[Tujuan A] Menurut bacaan di bawah, mengapa penanya merekam suara pembicaraannya selama proses kesepakatan kerja sama?

Ilustrasi Hukum Informasi dan Transaksi Elektronik |
Pertanyaan
Selamat sore pak, izin bertanya.
Saya terdapat 2 (dua) permasalahan hukum, yang pertama pidana dan yang kedua
perdata. Untuk yang pidana, saya mendapatkan panggilan dari Kepolisian setempat
karena diduga menghina seseorang lewat telepon dan kata penyidik polisi alat
bukti yang mereka gunakan adalah “rekaman suara” antara saya dan orang
tersebut. Di sisi lain, saya sudah membuat perjanjian kerja sama dengan orang
lain dan saya sudah merekam suara pembicaraan saya selama proses kesepakatan
dengan harapan suatu ketika nanti terdapat sebuah wanprestasi, saya dapat
menggunakan rekaman suara tersebut sebagai alat bukti. Pertanyaan saya, apakah
merekam secara diam-diam pembicaraan dengan orang lain adalah perbuatan yang
illegal atau memang dapat dipidana? Dan apakah rekaman suara tersebut dapat
dijadikan alat bukti? Mohon pencerahannya. Terima kasih.
Jawaban
Perlu diketahui bahwa rekaman
suara baik dengan menggunakan aplikasi bawaan (aplikasi asal) dari smartphone (ponsel
pintar) atau aplikasi yang diunduh (download) dari Playstore
seperti voice memo atau voice recording,
baik incoming maupun outgoing yang Anda
sebutkan dapat dikategorikan sebagai informasi elektronik dan/atau dokumen
elektronik yang diatur di dalam UU ITE dan perubahannya. Apa itu informasi
elektronik?

[Catatan Tersedia]
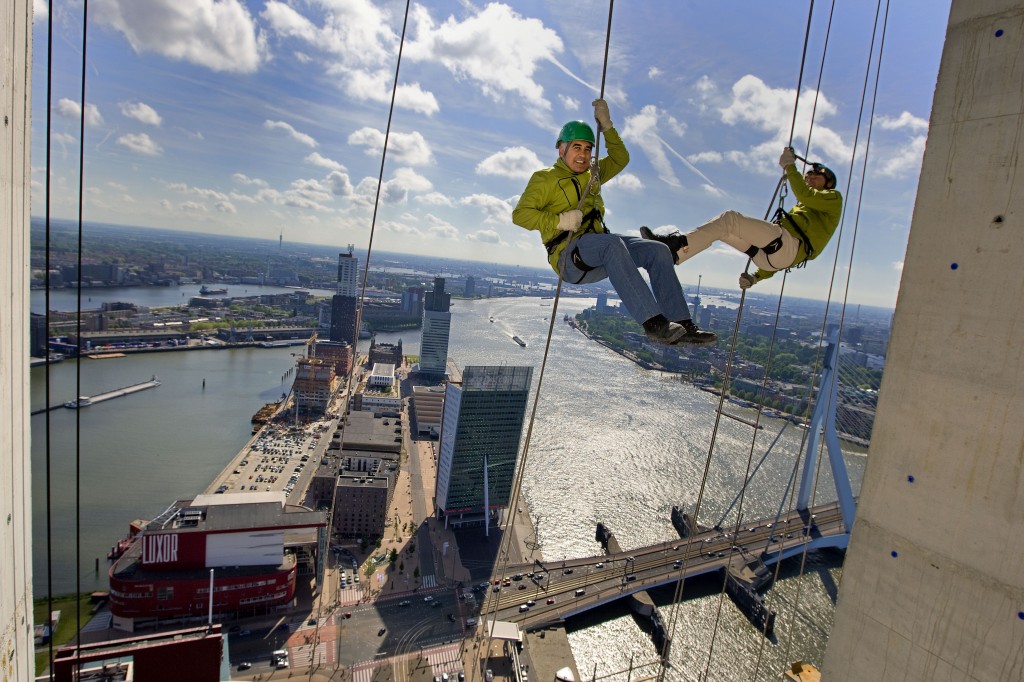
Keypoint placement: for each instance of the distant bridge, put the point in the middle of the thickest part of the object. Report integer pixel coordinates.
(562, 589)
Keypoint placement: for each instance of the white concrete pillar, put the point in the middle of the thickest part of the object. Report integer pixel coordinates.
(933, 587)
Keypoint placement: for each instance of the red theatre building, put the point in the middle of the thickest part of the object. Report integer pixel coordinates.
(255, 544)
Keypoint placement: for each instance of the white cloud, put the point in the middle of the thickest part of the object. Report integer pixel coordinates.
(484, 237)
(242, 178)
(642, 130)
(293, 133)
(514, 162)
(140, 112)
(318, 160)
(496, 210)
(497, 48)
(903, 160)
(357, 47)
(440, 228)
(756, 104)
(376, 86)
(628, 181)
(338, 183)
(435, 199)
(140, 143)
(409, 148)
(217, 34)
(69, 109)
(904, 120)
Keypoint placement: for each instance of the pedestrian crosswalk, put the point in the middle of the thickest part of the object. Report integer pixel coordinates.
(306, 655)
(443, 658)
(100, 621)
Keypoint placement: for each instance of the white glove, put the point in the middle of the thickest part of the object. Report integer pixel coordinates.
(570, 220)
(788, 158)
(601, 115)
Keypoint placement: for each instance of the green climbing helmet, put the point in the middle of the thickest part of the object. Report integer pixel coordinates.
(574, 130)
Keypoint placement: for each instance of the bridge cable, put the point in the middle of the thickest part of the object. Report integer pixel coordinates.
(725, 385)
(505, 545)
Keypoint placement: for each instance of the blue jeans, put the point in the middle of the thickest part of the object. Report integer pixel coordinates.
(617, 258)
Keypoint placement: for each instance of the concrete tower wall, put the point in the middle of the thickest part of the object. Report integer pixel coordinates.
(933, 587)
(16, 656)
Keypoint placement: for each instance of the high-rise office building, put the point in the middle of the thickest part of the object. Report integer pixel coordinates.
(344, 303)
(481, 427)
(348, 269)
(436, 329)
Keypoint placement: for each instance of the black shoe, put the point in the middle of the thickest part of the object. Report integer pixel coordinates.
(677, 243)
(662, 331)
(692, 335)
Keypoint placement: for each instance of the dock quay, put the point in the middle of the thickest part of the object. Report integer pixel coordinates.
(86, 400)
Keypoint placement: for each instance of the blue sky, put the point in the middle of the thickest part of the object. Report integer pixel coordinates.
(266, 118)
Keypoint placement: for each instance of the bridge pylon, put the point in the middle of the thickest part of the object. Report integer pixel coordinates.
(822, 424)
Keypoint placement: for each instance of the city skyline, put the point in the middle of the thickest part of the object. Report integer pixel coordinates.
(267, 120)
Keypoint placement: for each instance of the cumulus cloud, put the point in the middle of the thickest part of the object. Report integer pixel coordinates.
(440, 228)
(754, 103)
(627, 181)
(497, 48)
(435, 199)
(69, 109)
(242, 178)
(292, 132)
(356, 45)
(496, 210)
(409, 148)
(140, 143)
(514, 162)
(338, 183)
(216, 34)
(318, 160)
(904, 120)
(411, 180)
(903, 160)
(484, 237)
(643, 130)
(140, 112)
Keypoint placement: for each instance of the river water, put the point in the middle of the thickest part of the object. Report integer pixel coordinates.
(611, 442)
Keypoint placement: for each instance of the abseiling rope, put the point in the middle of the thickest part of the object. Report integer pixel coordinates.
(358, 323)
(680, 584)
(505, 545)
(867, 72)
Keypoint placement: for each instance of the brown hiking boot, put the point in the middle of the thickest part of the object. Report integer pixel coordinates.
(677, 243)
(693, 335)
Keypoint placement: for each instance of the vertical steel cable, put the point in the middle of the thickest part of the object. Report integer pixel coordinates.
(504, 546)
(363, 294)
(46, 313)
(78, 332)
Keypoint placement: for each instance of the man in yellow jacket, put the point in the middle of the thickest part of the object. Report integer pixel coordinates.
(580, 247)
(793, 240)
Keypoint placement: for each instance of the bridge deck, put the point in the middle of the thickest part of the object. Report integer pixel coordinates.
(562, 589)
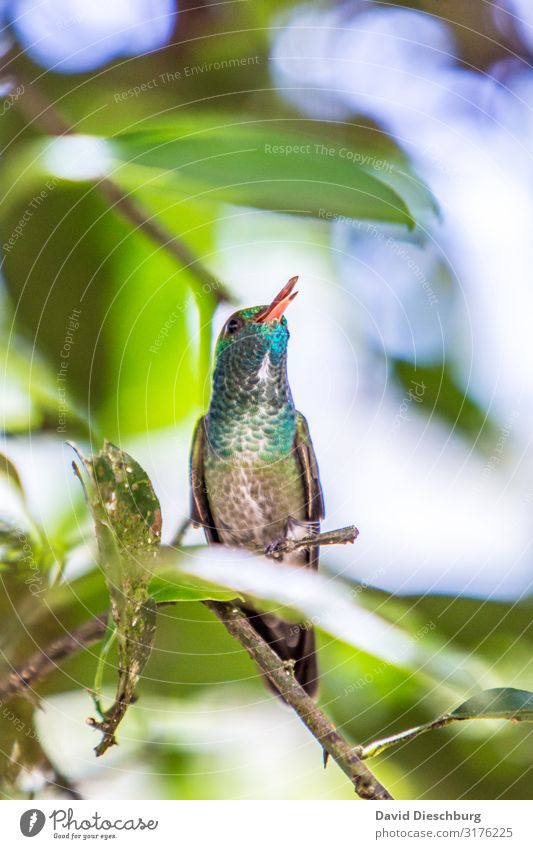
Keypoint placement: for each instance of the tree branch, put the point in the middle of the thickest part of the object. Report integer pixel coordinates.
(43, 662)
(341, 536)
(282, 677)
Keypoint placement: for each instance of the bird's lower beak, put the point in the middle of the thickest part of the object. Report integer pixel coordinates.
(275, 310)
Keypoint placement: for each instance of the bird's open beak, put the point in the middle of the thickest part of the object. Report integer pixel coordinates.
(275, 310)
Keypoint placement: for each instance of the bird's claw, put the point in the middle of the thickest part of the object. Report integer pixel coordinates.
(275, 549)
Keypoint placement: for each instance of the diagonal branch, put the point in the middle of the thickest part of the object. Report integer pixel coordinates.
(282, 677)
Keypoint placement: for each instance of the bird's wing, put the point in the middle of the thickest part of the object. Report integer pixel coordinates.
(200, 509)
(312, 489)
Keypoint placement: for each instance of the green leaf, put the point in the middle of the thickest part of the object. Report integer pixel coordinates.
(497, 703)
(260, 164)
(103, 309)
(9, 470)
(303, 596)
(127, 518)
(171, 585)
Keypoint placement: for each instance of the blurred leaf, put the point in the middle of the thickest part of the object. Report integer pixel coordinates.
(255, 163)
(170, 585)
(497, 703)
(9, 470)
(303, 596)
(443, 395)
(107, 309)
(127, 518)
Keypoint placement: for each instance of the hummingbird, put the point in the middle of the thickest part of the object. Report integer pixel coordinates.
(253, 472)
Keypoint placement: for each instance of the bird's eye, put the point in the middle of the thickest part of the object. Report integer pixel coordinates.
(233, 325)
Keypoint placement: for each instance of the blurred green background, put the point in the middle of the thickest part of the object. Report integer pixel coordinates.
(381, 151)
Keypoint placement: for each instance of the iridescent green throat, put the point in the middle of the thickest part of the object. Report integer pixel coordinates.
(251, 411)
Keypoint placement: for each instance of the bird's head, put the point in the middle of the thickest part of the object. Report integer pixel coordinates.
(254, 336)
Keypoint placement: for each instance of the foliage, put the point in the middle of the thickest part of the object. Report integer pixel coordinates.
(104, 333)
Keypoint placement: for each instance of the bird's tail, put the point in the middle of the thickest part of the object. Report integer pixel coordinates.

[Tujuan B] Tuliskan sebagai daftar bernomor, tanpa baris kosong, baris-baris catatan mulai dari baris yang memuat "Keypoint placement: for each instance of the bird's head, put" dan berakhir di akhir catatan.

[Jawaban A] Penanya merekamnya dengan harapan bahwa jika suatu ketika terjadi wanprestasi, rekaman suara itu dapat digunakan sebagai alat bukti.

[Jawaban B]
1. Keypoint placement: for each instance of the bird's head, put the point in the middle of the thickest part of the object. Report integer pixel coordinates.
2. (254, 336)
3. Keypoint placement: for each instance of the foliage, put the point in the middle of the thickest part of the object. Report integer pixel coordinates.
4. (104, 333)
5. Keypoint placement: for each instance of the bird's tail, put the point in the middle of the thickest part of the object. Report integer pixel coordinates.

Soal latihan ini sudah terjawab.